#### Problem A:
Summarize the email thread about the saa7134 interrupt race in two sentences.
#### Problem B:
Extend the email thread about the saa7134 interrupt race, starting after its last line.

#### Document text:
Am Samstag, den 10.01.2009, 22:05 -0500 schrieb Andy Walls:
> On Sun, 2009-01-11 at 03:32 +0100, hermann pitton wrote:
> > Hi,
> > 
> > Am Samstag, den 10.01.2009, 07:37 -0500 schrieb Andy Walls:
> > > On Sat, 2009-01-10 at 13:02 +0100, Marcin Slusarz wrote:
> > > > On Fri, Jan 09, 2009 at 09:48:07PM -0500, Andy Walls wrote:
> > > > > On Thu, 2009-01-08 at 00:50 -0200, Mauro Carvalho Chehab wrote:
> > > > > > On Sun, 4 Jan 2009 22:57:42 +0100
> > > > > > Marcin Slusarz <marcin.slusarz@xxxxxxxxx> wrote:
> > > > > > 
> > > > > > > Hi
> > > > > > > There's a race between saa7134 device initialization and first interrupt
> > > > > > > handler, which manifests as an oops [1].
> > > > > > > 
> > > > > > > saa7134_initdev -> request_irq -> saa7134_irq ->
> > > > > > > saa7134_irq_video_signalchange -> saa7134_tvaudio_setmute -> mute_input_7133
> > > > > > > 
> > > > > > > In mute_input_7133 dev->input == NULL and accessing dev->input->amux will oops,
> > > > > > > because dev->input would be initialized later:
> > > > > > > 
> > > > > > > saa7134_initdev -> saa7134_hwinit2 -> saa7134_video_init2 -> video_mux ->
> > > > > > > saa7134_tvaudio_setinput
> > > > > > > 
> > > > > > > I'm not sure how it should be fixed correctly, but one of attached patches
> > > > > > > should fix the symptom.

#### Dataset:
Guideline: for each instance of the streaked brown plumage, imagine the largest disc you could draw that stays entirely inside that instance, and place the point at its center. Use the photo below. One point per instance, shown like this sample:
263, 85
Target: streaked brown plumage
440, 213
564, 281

#### Answer area A:
A race between saa7134 device initialization and the first interrupt handler causes an oops, because mute_input_7133 accesses dev->input->amux while dev->input is still NULL; dev->input is set only later, through saa7134_hwinit2, saa7134_video_init2, video_mux and saa7134_tvaudio_setinput. The reporter is unsure of the correct fix but says one of the attached patches should fix the symptom.

#### Answer area B:
> > > > > > > 
> > > > > > > Marcin
> > >  
> > > > > Marcin,
> > > > > 
> > > > > What devices share the interrupt with the SAA7133?
> > > > > 
> > > > > $ cat /proc/interrupts
> > > > > 
> > > > > And could on of those those devices possibly generate an interrupt while
> > > > > the saa7134 driver is being modporbe'd?
> > > > 
> > > > I don't have this hardware so I can't tell. I've picked random oops from
> > > > kerneloops.org and tried to fix it.
> > > 
> > > Ah.  Good man.
> > > 
> > > 
> > > > > 
> > > > > Mauro & Marcin,
> > > > > 
> > > > > This looks like to me what is going on:
> > > > > 
> > > > > saa7134_hwinit1() does properly turn off IRQs for which it wants
> > > > > reports:
> > > > > 
> > > > > 	saa_writel(SAA7134_IRQ1, 0);
> > > > >         saa_writel(SAA7134_IRQ2, 0);
> > > > > 
> > > > > but not clearing the state of SAA7134_IRQ_REPORT, maybe something like
> > > > > this (I don't have a SAA7134 datasheet):
> > > > > 
> > > > > 	saa_writel(SAA7134_IRQ_REPORT, 0xffffffff);
> > > > > 
> > > > > So when saa7134_initdev() calls request_irq(..., saa7134_irq,
> > > > > IRQF_SHARED | IRQF_DISABLED, ...), it gets an IRQ that is shared with
> > > > > another device.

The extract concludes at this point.